◆ **Exercise objective**: Out of the records below, copy all lines in which the word "dead" occurs.

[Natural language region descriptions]
- - - - -
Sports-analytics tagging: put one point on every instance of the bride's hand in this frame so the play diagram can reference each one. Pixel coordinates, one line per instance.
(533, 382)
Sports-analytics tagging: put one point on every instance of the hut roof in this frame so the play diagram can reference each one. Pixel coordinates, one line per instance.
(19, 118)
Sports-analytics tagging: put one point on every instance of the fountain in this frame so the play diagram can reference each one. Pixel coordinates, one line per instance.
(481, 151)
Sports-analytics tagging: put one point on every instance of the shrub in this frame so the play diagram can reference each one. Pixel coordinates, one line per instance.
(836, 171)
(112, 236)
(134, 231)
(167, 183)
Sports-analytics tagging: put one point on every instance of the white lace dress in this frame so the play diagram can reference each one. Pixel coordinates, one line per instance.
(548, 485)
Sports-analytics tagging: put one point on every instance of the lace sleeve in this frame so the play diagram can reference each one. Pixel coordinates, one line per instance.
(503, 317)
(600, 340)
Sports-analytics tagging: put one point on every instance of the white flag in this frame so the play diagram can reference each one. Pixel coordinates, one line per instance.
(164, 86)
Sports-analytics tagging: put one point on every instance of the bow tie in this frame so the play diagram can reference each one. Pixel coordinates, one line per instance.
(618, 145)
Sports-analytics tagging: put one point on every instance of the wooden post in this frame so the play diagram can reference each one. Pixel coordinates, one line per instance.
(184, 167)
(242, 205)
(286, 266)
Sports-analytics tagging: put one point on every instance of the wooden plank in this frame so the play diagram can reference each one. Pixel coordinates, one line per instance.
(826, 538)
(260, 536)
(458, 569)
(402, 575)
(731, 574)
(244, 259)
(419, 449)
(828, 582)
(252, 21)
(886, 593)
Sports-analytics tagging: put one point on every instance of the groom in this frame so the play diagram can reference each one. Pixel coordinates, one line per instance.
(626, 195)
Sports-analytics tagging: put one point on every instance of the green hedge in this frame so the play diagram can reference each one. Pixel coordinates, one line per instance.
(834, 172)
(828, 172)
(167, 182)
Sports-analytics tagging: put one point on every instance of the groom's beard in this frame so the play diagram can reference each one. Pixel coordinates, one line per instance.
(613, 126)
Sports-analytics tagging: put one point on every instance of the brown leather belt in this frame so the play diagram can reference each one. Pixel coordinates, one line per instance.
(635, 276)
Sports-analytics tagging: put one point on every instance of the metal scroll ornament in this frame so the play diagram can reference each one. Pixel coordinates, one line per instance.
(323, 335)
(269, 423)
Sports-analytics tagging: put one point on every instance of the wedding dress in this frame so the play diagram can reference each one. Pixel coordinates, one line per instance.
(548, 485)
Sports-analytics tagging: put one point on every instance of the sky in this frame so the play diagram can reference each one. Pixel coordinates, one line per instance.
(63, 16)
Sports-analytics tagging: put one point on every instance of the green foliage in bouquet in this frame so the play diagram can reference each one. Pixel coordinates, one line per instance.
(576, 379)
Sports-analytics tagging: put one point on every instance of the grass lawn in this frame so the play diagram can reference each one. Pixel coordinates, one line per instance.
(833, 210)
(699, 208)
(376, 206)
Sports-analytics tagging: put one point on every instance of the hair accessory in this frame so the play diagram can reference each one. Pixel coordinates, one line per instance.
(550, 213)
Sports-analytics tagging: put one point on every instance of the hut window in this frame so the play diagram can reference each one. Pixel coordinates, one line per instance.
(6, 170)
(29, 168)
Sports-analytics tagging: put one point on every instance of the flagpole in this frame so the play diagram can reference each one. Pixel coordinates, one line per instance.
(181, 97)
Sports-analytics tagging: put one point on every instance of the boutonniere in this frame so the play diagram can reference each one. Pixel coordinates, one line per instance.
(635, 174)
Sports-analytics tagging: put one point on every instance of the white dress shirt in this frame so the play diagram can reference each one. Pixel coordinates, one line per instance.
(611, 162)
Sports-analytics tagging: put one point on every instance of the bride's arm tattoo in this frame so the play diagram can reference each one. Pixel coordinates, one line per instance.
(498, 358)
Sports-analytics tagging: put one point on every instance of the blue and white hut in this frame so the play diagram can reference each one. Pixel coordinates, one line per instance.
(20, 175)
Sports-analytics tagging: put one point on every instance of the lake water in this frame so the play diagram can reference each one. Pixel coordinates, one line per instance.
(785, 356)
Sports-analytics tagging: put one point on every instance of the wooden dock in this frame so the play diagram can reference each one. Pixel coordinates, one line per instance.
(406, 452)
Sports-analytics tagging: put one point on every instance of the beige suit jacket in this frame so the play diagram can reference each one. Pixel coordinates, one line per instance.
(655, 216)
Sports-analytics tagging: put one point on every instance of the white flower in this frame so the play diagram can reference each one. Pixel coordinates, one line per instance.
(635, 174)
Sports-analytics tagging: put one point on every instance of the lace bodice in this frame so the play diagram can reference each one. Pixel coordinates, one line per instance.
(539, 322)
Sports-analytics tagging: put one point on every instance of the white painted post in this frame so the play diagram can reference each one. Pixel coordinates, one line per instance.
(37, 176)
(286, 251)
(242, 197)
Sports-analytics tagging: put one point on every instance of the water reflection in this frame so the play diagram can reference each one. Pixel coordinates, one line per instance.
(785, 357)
- - - - -
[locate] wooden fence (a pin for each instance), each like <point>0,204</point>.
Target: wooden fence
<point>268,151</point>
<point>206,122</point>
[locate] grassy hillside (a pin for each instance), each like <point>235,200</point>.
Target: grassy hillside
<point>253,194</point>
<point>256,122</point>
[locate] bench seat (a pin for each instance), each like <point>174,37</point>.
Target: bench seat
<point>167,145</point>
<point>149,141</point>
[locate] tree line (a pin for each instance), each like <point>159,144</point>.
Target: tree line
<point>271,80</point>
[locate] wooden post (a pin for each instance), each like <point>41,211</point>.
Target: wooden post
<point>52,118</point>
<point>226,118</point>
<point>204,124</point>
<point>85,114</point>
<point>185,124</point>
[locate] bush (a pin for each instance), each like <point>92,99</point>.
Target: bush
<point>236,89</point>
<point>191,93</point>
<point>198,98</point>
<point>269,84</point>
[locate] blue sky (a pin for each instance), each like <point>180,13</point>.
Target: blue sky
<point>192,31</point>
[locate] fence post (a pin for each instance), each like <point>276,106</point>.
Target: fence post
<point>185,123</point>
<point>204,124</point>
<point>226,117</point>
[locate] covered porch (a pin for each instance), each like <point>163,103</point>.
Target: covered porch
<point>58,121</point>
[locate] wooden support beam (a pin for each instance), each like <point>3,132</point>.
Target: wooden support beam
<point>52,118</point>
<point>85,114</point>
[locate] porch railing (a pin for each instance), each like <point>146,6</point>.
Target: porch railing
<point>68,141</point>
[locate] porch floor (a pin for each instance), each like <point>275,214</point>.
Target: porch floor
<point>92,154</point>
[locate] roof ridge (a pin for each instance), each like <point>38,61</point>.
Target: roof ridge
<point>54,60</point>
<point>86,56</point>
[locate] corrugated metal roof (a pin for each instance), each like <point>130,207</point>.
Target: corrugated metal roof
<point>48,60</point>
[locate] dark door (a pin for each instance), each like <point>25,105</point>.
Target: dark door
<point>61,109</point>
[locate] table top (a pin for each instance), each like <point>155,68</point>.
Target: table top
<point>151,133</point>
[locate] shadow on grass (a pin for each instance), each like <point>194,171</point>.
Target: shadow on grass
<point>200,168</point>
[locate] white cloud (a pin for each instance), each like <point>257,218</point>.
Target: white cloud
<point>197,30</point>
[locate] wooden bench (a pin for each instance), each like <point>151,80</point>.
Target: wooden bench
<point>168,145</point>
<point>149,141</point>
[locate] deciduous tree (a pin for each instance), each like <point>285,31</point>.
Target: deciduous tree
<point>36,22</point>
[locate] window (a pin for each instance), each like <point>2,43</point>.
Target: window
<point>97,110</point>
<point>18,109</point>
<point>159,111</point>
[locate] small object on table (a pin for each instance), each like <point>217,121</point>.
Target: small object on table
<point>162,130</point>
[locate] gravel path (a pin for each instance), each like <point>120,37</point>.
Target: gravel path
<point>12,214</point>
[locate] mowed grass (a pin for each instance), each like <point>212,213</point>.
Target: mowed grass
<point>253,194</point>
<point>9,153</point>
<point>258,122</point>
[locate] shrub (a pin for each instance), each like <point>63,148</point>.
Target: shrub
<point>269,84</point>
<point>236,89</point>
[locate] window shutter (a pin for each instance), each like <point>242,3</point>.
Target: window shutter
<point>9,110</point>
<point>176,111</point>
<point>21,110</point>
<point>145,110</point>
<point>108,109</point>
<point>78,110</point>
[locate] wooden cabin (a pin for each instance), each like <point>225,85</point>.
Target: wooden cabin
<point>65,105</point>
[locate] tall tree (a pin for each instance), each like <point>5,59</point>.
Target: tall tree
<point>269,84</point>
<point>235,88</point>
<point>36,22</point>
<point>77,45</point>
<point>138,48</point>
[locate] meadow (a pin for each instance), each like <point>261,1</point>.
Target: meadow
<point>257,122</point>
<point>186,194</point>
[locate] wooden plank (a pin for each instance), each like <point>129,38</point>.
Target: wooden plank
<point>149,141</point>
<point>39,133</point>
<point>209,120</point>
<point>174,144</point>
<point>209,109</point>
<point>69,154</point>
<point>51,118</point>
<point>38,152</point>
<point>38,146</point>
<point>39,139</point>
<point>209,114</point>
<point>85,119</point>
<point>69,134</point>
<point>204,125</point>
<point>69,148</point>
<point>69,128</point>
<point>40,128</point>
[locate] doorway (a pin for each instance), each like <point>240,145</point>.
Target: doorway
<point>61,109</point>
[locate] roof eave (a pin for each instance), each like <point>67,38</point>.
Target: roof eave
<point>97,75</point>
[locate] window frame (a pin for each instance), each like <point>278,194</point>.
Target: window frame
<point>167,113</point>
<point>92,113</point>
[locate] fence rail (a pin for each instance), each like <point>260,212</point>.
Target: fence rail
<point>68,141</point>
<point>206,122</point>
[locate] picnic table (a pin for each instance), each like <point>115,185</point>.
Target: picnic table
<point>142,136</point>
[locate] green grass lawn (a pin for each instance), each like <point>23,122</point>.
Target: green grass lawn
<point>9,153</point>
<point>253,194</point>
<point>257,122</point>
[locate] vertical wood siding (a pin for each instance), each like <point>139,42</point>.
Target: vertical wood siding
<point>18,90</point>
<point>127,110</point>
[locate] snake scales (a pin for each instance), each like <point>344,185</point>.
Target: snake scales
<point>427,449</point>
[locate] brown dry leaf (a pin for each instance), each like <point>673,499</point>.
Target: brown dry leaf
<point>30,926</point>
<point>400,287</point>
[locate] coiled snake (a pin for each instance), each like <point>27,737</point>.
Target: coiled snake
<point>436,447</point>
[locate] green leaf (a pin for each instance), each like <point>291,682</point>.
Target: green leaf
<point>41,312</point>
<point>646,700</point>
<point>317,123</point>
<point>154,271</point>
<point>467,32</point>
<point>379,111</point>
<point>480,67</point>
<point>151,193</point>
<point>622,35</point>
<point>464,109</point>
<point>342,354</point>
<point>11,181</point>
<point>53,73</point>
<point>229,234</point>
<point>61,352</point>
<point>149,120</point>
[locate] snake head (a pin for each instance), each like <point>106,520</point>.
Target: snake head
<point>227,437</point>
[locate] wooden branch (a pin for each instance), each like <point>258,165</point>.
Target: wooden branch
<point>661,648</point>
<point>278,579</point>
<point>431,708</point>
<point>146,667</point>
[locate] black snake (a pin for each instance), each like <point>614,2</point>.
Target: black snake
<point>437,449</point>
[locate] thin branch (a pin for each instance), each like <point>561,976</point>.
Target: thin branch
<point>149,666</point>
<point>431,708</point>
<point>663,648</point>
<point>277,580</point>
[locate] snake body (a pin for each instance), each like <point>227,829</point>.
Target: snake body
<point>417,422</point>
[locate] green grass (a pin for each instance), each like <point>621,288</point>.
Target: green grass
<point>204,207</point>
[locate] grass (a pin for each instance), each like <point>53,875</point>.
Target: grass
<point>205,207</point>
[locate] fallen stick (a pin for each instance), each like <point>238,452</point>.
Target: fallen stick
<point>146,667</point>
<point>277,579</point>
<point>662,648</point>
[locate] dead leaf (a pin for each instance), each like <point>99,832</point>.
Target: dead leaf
- - - - -
◆ **Written response**:
[locate] dead leaf (a pin for each instance), each like <point>99,832</point>.
Target: dead leaf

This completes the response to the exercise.